* _WHAT IS BEING ASKED_
Your answer must be an exact copy of the data below.

[SUPPLIED DATA]

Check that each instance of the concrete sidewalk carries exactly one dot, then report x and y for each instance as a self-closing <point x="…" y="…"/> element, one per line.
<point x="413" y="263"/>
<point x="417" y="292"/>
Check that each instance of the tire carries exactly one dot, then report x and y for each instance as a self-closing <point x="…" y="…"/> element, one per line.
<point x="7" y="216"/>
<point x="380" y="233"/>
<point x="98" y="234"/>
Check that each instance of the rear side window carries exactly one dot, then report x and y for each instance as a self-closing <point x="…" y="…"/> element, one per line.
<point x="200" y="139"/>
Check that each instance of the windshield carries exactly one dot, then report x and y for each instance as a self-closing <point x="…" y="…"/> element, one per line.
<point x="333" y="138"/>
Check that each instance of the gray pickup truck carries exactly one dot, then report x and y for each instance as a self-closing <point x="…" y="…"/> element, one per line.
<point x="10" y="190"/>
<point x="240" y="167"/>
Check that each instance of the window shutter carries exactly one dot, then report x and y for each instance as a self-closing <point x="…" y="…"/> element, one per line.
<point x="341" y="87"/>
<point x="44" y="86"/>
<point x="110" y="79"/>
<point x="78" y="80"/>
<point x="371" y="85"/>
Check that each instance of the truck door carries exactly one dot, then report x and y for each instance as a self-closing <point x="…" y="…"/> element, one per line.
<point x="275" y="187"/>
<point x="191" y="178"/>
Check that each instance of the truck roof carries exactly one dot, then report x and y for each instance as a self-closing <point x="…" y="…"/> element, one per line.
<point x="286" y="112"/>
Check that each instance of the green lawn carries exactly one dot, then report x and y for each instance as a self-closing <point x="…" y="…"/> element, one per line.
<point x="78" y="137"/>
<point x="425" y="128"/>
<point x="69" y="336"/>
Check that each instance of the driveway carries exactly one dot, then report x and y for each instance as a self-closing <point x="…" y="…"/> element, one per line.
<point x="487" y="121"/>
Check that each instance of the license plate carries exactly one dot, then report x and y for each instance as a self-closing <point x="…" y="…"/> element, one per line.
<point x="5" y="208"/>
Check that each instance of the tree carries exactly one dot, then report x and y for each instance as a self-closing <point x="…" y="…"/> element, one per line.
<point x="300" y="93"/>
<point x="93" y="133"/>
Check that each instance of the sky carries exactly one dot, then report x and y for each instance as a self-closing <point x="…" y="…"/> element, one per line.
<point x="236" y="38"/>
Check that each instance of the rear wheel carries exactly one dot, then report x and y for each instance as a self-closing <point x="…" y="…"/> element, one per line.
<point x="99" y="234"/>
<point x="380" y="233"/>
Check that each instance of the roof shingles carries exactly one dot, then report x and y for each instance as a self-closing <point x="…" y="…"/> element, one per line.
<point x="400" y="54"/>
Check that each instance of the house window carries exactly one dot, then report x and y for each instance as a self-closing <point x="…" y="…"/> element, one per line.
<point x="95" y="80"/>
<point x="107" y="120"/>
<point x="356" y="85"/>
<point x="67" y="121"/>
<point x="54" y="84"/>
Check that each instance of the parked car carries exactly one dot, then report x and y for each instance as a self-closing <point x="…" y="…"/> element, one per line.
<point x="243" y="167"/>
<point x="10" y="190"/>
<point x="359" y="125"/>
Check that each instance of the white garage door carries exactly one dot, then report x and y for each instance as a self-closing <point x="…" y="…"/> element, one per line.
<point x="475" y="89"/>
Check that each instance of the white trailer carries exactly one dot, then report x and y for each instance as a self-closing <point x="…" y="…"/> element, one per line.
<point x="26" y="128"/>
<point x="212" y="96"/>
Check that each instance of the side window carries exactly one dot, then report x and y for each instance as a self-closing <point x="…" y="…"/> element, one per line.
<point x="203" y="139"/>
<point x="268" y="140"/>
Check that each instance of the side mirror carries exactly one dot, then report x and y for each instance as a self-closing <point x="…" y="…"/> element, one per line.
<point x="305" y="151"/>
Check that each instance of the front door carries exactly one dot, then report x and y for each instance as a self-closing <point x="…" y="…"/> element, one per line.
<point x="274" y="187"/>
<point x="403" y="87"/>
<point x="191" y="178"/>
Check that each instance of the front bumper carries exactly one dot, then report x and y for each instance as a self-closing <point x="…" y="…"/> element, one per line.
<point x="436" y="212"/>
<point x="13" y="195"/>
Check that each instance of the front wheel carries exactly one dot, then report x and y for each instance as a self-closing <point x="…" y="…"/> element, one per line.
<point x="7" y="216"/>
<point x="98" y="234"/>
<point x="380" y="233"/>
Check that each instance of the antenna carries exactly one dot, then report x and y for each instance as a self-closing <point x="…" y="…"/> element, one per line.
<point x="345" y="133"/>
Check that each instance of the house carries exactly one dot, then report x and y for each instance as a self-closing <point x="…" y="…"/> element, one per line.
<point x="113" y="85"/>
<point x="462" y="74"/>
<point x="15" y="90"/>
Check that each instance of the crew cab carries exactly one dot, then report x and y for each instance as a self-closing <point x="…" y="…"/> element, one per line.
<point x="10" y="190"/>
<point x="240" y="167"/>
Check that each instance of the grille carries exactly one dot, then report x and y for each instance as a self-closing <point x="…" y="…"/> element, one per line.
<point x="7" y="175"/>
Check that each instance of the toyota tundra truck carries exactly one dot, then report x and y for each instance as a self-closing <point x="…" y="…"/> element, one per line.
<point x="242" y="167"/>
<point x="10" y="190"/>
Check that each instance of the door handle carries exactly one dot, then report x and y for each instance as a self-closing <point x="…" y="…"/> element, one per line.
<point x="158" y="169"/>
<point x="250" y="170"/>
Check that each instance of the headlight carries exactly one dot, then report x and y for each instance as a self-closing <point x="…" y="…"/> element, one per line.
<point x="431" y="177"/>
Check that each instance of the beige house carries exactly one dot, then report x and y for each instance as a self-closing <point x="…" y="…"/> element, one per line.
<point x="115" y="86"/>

[/SUPPLIED DATA]

* _YOUR SOLUTION_
Check that each instance of the concrete sidewalk carries exactly one dot, then report x and y for each instance as a self-closing <point x="…" y="…"/> element, one per line.
<point x="413" y="263"/>
<point x="417" y="292"/>
Check that each instance of the tire carries exactly one dot, then report x and y for each instance as a self-closing <point x="…" y="…"/> element, one per line.
<point x="7" y="216"/>
<point x="380" y="233"/>
<point x="98" y="234"/>
Check that each instance of the rear side window carries exactly one dot, then report x and y for each instance as a self-closing <point x="…" y="…"/> element, one per line.
<point x="200" y="139"/>
Check that each instance of the windshield carries exactly one dot, then report x and y for each instance as a self-closing <point x="…" y="…"/> element, one per line.
<point x="333" y="138"/>
Check that each instance of the gray pickup truck carries exactly one dot, then report x and y for each instance as a self-closing <point x="…" y="…"/> element, one per line.
<point x="10" y="190"/>
<point x="240" y="167"/>
Check that each instance of the window shutter carries exactly one dot, then report x and y for each instance as a self-closing <point x="…" y="…"/> element, one per line.
<point x="341" y="87"/>
<point x="44" y="86"/>
<point x="110" y="79"/>
<point x="78" y="80"/>
<point x="371" y="85"/>
Check that each instance of the truck door carries exactly one dot, then report x and y for each instance as a self-closing <point x="…" y="…"/> element, one per line.
<point x="275" y="187"/>
<point x="191" y="178"/>
Check that each instance of the truck roof carries exactly one dot, then report x and y for each instance as a self-closing <point x="…" y="…"/> element, one per line.
<point x="286" y="112"/>
Check that each instance of the green lawn carries exactly one dot, then report x and y for each instance as a self-closing <point x="…" y="…"/> element, one per line.
<point x="78" y="137"/>
<point x="425" y="128"/>
<point x="69" y="336"/>
Check that each instance of the driveway carries exactly one dot, then report x and y for each instance as a self-closing <point x="…" y="…"/> element, one per line.
<point x="487" y="121"/>
Check that each instance of the license plate carries exactly one dot, then report x and y for each instance as a self-closing <point x="…" y="…"/> element, one per line.
<point x="5" y="208"/>
Check that each instance of the tree carries exactly one dot, then report x and y for each instance as a self-closing <point x="…" y="…"/> element, one per line.
<point x="300" y="93"/>
<point x="93" y="133"/>
Check that each instance of the sky carries exactly one dot, then report x and y for each instance as a self-closing <point x="…" y="…"/> element, one per line.
<point x="236" y="38"/>
Check that each instance of the rear wheel carries exactly one dot, then report x and y for each instance as a self-closing <point x="…" y="…"/> element, one per line.
<point x="99" y="234"/>
<point x="380" y="233"/>
Check that each instance of the roof shingles carries exactly one dot, then report x and y for each instance as a self-closing <point x="…" y="…"/> element, one per line.
<point x="400" y="54"/>
Check that each instance of the house window carries exactly one dot, then report x and y for each instance as a self-closing <point x="…" y="…"/> element, one per line.
<point x="95" y="80"/>
<point x="107" y="120"/>
<point x="356" y="85"/>
<point x="67" y="121"/>
<point x="54" y="84"/>
Check that each instance of the parked car carries exactly one dot, then report x and y for each instance as a self-closing <point x="…" y="…"/> element, one per line.
<point x="243" y="167"/>
<point x="10" y="190"/>
<point x="359" y="125"/>
Check that each instance of the white garage door carries exactly one dot, then report x and y for each instance as a self-closing <point x="…" y="…"/> element, one per line.
<point x="475" y="89"/>
Check that each instance of the white trailer carries exactly one dot, then report x and y for each instance as a self-closing <point x="…" y="…"/> element, one per line.
<point x="26" y="128"/>
<point x="212" y="96"/>
Check that each instance of the side window carries exactly one dot, then report x and y for each instance as a self-closing <point x="…" y="…"/> element, one per line.
<point x="203" y="139"/>
<point x="268" y="140"/>
Check that each instance of the side mirror carries exactly one dot, then report x and y for each instance as a self-closing <point x="…" y="…"/> element, one per line.
<point x="305" y="151"/>
Check that each instance of the front door carries exactly one dot, then report x and y for each instance as a self-closing <point x="…" y="…"/> element, one per line.
<point x="274" y="187"/>
<point x="403" y="87"/>
<point x="191" y="178"/>
Check that each instance of the front bumper carries exactly one dot, then report x and y for each instance as a self-closing <point x="…" y="…"/> element, one per line.
<point x="436" y="212"/>
<point x="13" y="195"/>
Check that each instance of the front wheel carries exactly one dot, then report x and y for each instance as a self-closing <point x="…" y="…"/> element, one per line.
<point x="7" y="216"/>
<point x="98" y="234"/>
<point x="380" y="233"/>
Check that each instance of the antenna carries exactly one dot, then report x and y for each instance as a self-closing <point x="…" y="…"/> element, one per line.
<point x="345" y="133"/>
Check that each instance of the house carries exactly one dot, then report x and y for each instance as a self-closing <point x="…" y="…"/> element, one per line.
<point x="113" y="85"/>
<point x="462" y="74"/>
<point x="15" y="90"/>
Check that each instance of the crew cab carries exactly one dot, then report x and y for each instance as a self-closing <point x="…" y="…"/> element, one per line.
<point x="10" y="190"/>
<point x="240" y="167"/>
Check that each instance of the grille carries exactly one dot, then report x and y for each instance as a self-closing <point x="…" y="…"/> element, one per line.
<point x="7" y="175"/>
Check that each instance of the toyota tundra truck carries exactly one dot, then report x and y for each instance as a self-closing <point x="…" y="…"/> element, one per line.
<point x="242" y="167"/>
<point x="10" y="190"/>
Check that each instance of the door handle carries exactly one dot, then report x and y for each instance as a self-closing <point x="…" y="…"/> element, one per line.
<point x="158" y="169"/>
<point x="250" y="170"/>
Check that each instance of the headlight carries exactly one dot, then report x and y for each instance as a self-closing <point x="…" y="…"/> element, one per line.
<point x="431" y="177"/>
Check that each instance of the beige house carries exactly one dot, then report x and y for each instance as a self-closing <point x="…" y="…"/> element, one per line.
<point x="115" y="86"/>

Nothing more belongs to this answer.